November 14, 2008 8:10 AM   Subscribe

Excel-filter: I've got two sheets of data (Firstname, e-mail, lastname, customer #). I'd like to look for and remove any duplicate entries. More inside.

I'm updating our customer e-mail newsletter mailing list. No one has done this in about a year. In that year our list of 20,000 names has dwindled to about 15,000. I have that list of 15,000 with bounces and unsubscribes removed. There are a few operations I want to perform to bring the list up to speed:

-People can opt-in to our newsletter when they buy something. This flags their customer entry in the shipping/inventory software but does NOT add them to the mailing list. I pulled a list of everyone who wants to get the e-mail from the last 6 months. I just want to cross-ref this list with the existing list AND with unsubscribes to make sure they didn't get in another way or have opted out since.

There are a couple of operations that happen in there. All of them come back to the same basic principal- To look at a sheet, or two sheets, and cross ref them looking for duplicates. If there's a duplicate, delete one of them.

This seems like it should be easy but I'm having a hell of a time. A Google search brings up lots of expensive add-ons but no real advice. Excel-ers of the world: HALP!
posted by GilloD to Technology (13 answers total) 2 users marked this as a favorite
 
Can you combine the sheets for the purpose of doing this cross-check?

Then you could hit the Advanced Filter dialog and use the "Unique Records Only" checkbox to winnow out the dupes.
posted by bcwinters at 8:35 AM on November 14, 2008


The easiest way to do it in my opinion is to create a new sheet and combine both of the sheets on to it. You will want to make sure that your unique key is in column A (i.e. if you have a customer ID number, etc... If you use the name as the unique key you run the risk of deleting customers who have the same name and/or having duplicate entries due to the lack of integrity of the data entry.) Once you have done that, select Data > Filter > Advanced Filter and then click the check box next to 'Unique records only'. Once you have done that select OK and the remaining information will be unique records only. Select all and then copy and paste the information back in to your original spreadsheet and you should be good to go! Hope this helps!

If you need more information on using the Advanced Filter option I suggest you read up on it here.
posted by lrkuperman at 8:41 AM on November 14, 2008


The way you find duplicates is to sort all your names. Then duplicates are right next to each other. So you scan down the sorted list, and whenever next item is the same as current item, you delete next (or emit only current), and increment current.

This is simple to do with a database (select distinct whatever) or with the linux sort command:
sort -u < inputfile > outputfile

If you insist on using excel to do this, the instructions are here: http://support.microsoft.com/kb/262277

If you expect to be frequently working with customer lists, taking the time to get them into a proper database will payoff despite the greater initial learning curve.
posted by orthogonality at 8:41 AM on November 14, 2008


The easiest way would probably be using Access.
posted by mealy-mouthed at 8:43 AM on November 14, 2008


If I understand the issue, you can solve this problem with a series of if statements and sorts.

--- Given problem 1 ---
Reproduce verbatim the part of the Excel duplicates thread that opens with the words containing "posted by bcwinters" and closes with "Hope this helps!".

--- Given data ---
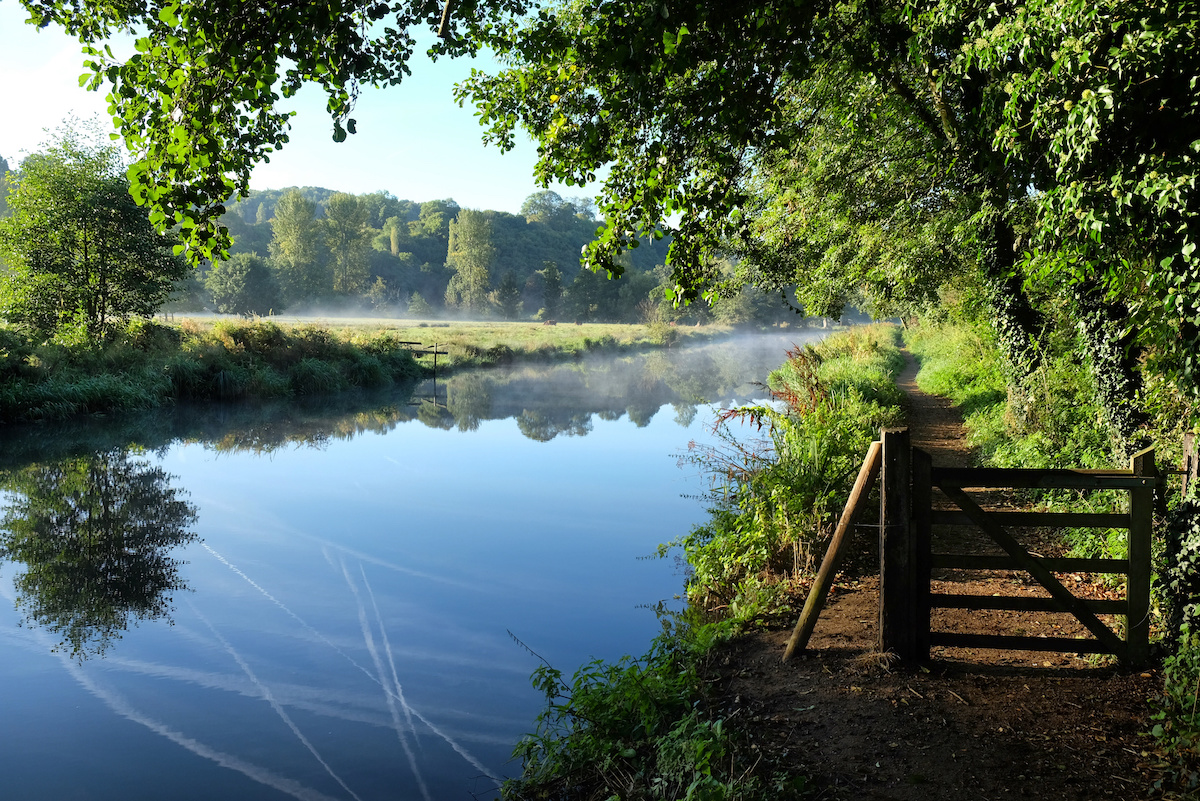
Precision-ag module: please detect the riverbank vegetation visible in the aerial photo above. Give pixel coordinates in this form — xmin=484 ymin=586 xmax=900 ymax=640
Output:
xmin=504 ymin=325 xmax=904 ymax=799
xmin=0 ymin=318 xmax=730 ymax=422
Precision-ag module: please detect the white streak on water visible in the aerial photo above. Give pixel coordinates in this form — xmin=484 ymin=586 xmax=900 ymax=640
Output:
xmin=0 ymin=609 xmax=337 ymax=801
xmin=342 ymin=553 xmax=431 ymax=801
xmin=192 ymin=607 xmax=362 ymax=801
xmin=359 ymin=562 xmax=421 ymax=748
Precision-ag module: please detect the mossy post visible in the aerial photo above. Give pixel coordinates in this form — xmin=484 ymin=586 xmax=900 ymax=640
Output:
xmin=880 ymin=428 xmax=928 ymax=662
xmin=1126 ymin=447 xmax=1158 ymax=667
xmin=784 ymin=441 xmax=882 ymax=662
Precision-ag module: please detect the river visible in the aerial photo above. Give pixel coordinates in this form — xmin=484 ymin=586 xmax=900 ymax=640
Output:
xmin=0 ymin=335 xmax=804 ymax=801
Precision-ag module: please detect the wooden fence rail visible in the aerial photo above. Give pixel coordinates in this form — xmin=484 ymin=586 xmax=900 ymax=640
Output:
xmin=880 ymin=430 xmax=1160 ymax=666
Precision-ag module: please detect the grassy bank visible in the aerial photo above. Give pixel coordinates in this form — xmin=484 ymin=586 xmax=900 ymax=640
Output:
xmin=0 ymin=318 xmax=728 ymax=422
xmin=181 ymin=317 xmax=733 ymax=369
xmin=906 ymin=316 xmax=1200 ymax=797
xmin=503 ymin=326 xmax=904 ymax=799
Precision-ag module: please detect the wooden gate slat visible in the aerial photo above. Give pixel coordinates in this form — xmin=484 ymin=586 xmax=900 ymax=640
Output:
xmin=934 ymin=468 xmax=1158 ymax=489
xmin=932 ymin=510 xmax=1129 ymax=529
xmin=934 ymin=554 xmax=1129 ymax=576
xmin=930 ymin=592 xmax=1129 ymax=615
xmin=929 ymin=632 xmax=1112 ymax=654
xmin=941 ymin=486 xmax=1126 ymax=654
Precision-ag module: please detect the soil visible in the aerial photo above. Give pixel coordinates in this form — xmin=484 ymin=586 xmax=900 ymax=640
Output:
xmin=719 ymin=357 xmax=1162 ymax=801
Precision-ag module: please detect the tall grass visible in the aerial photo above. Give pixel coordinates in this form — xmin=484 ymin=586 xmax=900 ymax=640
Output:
xmin=503 ymin=326 xmax=904 ymax=800
xmin=0 ymin=320 xmax=425 ymax=422
xmin=660 ymin=325 xmax=904 ymax=621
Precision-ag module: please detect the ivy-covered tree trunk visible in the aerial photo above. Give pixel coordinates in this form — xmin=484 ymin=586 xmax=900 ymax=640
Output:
xmin=1073 ymin=281 xmax=1147 ymax=460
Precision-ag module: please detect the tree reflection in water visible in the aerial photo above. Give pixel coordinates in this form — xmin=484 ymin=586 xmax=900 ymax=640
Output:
xmin=0 ymin=448 xmax=197 ymax=661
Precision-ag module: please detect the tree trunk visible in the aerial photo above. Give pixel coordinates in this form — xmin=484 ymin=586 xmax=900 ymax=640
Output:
xmin=1074 ymin=279 xmax=1147 ymax=462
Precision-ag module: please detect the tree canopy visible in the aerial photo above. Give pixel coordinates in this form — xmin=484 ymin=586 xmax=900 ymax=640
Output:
xmin=0 ymin=130 xmax=186 ymax=341
xmin=24 ymin=0 xmax=1200 ymax=428
xmin=14 ymin=0 xmax=527 ymax=261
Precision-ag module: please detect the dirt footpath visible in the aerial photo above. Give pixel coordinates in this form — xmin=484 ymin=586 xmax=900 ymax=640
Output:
xmin=720 ymin=363 xmax=1162 ymax=801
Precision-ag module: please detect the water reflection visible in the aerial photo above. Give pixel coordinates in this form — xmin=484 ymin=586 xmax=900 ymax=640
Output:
xmin=0 ymin=336 xmax=792 ymax=466
xmin=0 ymin=330 xmax=820 ymax=801
xmin=0 ymin=448 xmax=197 ymax=660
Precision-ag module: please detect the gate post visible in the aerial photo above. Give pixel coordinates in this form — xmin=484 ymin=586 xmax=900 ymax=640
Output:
xmin=880 ymin=428 xmax=919 ymax=662
xmin=1182 ymin=432 xmax=1200 ymax=498
xmin=1126 ymin=447 xmax=1158 ymax=667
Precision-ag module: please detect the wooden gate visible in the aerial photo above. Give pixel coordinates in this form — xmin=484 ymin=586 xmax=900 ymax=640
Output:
xmin=880 ymin=428 xmax=1159 ymax=666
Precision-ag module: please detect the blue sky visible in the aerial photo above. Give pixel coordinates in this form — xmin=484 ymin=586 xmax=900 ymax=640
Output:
xmin=0 ymin=1 xmax=587 ymax=212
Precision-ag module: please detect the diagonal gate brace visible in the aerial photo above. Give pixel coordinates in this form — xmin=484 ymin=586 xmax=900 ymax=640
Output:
xmin=941 ymin=487 xmax=1126 ymax=654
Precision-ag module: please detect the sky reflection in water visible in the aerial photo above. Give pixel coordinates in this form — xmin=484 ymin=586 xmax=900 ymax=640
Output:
xmin=0 ymin=338 xmax=816 ymax=801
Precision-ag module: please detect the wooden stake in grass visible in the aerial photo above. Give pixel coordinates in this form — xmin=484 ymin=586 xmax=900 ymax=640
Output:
xmin=784 ymin=441 xmax=882 ymax=662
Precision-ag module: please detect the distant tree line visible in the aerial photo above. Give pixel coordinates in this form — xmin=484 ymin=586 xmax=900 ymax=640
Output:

--- Given problem 2 ---
Revise the part of the records that opens with the line containing "Precision-ag module: please detect the tall" and closes with the line containing "xmin=0 ymin=448 xmax=197 ymax=660", replacing "please detect" with "please locate" and leaving everything else unchanged. Return only those lines.

--- Task solution 1 ---
posted by bcwinters at 8:35 AM on November 14, 2008


The easiest way to do it in my opinion is to create a new sheet and combine both of the sheets on to it. You will want to make sure that your unique key is in column A (i.e. if you have a customer ID number, etc... If you use the name as the unique key you run the risk of deleting customers who have the same name and/or having duplicate entries due to the lack of integrity of the data entry.) Once you have done that, select Data > Filter > Advanced Filter and then click the check box next to 'Unique records only'. Once you have done that select OK and the remaining information will be unique records only. Select all and then copy and paste the information back in to your original spreadsheet and you should be good to go! Hope this helps!

--- Task solution 2 ---
Precision-ag module: please locate the tall grass visible in the aerial photo above. Give pixel coordinates in this form — xmin=484 ymin=586 xmax=900 ymax=640
Output:
xmin=503 ymin=326 xmax=904 ymax=800
xmin=0 ymin=320 xmax=425 ymax=422
xmin=660 ymin=325 xmax=904 ymax=621
Precision-ag module: please locate the ivy-covered tree trunk visible in the aerial photo above. Give pixel coordinates in this form — xmin=484 ymin=586 xmax=900 ymax=640
Output:
xmin=1073 ymin=281 xmax=1147 ymax=460
Precision-ag module: please locate the tree reflection in water visible in the aerial photo above. Give pixel coordinates in this form — xmin=484 ymin=586 xmax=900 ymax=640
Output:
xmin=0 ymin=448 xmax=197 ymax=661
Precision-ag module: please locate the tree trunk visible in the aerial photo above. Give pixel coordinates in this form — xmin=484 ymin=586 xmax=900 ymax=640
Output:
xmin=1074 ymin=279 xmax=1147 ymax=462
Precision-ag module: please locate the tree canopy visible in the aerial photo above. Give pixel coordinates in this form — xmin=484 ymin=586 xmax=900 ymax=640
Output:
xmin=0 ymin=130 xmax=186 ymax=341
xmin=24 ymin=0 xmax=1200 ymax=428
xmin=14 ymin=0 xmax=527 ymax=261
Precision-ag module: please locate the dirt footpath visible in the aerial photo above. Give pixel coordinates in this form — xmin=484 ymin=586 xmax=900 ymax=640
Output:
xmin=720 ymin=363 xmax=1162 ymax=801
Precision-ag module: please locate the water reflection visible in the aerial photo above. Give pixel coordinates in this form — xmin=484 ymin=586 xmax=900 ymax=640
Output:
xmin=0 ymin=336 xmax=792 ymax=466
xmin=0 ymin=330 xmax=820 ymax=801
xmin=0 ymin=448 xmax=197 ymax=660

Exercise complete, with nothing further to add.